# RECORDS SHOWN:
.....

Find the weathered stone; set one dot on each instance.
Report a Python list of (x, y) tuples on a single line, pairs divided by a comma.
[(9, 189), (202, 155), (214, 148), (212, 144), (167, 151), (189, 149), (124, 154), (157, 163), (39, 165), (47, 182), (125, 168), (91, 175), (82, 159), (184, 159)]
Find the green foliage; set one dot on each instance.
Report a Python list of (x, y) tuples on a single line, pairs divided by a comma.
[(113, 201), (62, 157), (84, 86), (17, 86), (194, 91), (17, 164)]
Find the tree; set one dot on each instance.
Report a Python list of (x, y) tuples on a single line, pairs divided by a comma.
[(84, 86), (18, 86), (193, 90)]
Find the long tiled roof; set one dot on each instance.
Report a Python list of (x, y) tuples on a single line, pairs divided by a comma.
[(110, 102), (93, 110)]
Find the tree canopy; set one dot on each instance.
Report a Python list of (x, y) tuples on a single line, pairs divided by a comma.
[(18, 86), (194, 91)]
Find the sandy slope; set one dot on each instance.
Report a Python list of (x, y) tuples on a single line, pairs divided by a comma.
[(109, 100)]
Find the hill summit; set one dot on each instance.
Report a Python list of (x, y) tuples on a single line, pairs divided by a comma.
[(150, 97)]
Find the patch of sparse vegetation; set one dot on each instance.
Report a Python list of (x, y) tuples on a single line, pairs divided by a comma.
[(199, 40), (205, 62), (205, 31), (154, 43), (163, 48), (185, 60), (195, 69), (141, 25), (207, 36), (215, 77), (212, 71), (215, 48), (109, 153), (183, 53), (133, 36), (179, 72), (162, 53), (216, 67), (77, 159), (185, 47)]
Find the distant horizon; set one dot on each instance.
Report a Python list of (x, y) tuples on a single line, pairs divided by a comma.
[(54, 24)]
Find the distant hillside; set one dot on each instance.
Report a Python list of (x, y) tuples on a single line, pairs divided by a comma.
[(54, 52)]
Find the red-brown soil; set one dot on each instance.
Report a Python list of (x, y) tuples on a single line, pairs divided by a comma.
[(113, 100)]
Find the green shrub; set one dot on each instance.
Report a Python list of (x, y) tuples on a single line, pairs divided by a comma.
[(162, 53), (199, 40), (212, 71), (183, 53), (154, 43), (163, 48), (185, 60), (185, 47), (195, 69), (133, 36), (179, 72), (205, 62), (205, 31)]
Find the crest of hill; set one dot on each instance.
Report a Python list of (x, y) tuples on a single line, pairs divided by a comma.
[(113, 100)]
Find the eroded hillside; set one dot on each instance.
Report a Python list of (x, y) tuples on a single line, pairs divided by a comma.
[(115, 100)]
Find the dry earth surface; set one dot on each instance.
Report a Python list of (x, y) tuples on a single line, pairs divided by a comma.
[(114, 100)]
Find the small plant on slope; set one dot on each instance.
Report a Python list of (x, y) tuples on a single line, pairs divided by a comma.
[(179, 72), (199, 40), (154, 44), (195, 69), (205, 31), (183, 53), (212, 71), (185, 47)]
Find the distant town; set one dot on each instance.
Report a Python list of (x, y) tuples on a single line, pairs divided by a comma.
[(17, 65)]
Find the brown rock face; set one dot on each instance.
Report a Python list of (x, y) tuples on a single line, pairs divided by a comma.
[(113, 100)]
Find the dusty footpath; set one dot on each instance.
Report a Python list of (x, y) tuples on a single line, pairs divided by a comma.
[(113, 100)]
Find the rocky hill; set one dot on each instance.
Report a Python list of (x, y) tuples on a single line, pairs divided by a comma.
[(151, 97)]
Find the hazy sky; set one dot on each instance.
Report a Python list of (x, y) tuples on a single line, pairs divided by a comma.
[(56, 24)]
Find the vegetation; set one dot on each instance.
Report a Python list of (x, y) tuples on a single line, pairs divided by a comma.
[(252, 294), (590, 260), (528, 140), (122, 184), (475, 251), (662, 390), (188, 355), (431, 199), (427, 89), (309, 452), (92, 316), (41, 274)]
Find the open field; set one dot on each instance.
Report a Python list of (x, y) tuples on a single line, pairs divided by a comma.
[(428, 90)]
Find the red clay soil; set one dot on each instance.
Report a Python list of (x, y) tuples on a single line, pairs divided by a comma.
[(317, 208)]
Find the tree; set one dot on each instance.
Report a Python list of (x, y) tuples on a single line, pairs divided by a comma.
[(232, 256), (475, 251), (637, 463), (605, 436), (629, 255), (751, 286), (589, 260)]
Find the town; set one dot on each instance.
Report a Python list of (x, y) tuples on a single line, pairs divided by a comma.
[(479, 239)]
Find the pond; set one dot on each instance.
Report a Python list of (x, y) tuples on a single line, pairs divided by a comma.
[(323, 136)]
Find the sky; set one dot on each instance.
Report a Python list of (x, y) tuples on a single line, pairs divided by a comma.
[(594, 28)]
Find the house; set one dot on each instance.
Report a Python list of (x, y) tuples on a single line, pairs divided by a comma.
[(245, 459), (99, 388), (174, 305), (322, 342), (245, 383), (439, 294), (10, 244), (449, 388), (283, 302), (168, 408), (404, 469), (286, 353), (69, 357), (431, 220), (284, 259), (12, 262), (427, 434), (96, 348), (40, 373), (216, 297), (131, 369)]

.....

# TO DO:
For each line in the records that holds "soil", show that line as it stands.

# TASK RESPONSE:
Find the red-brown soil; set one dot on each instance.
Find the red clay soil; set one dot on each instance.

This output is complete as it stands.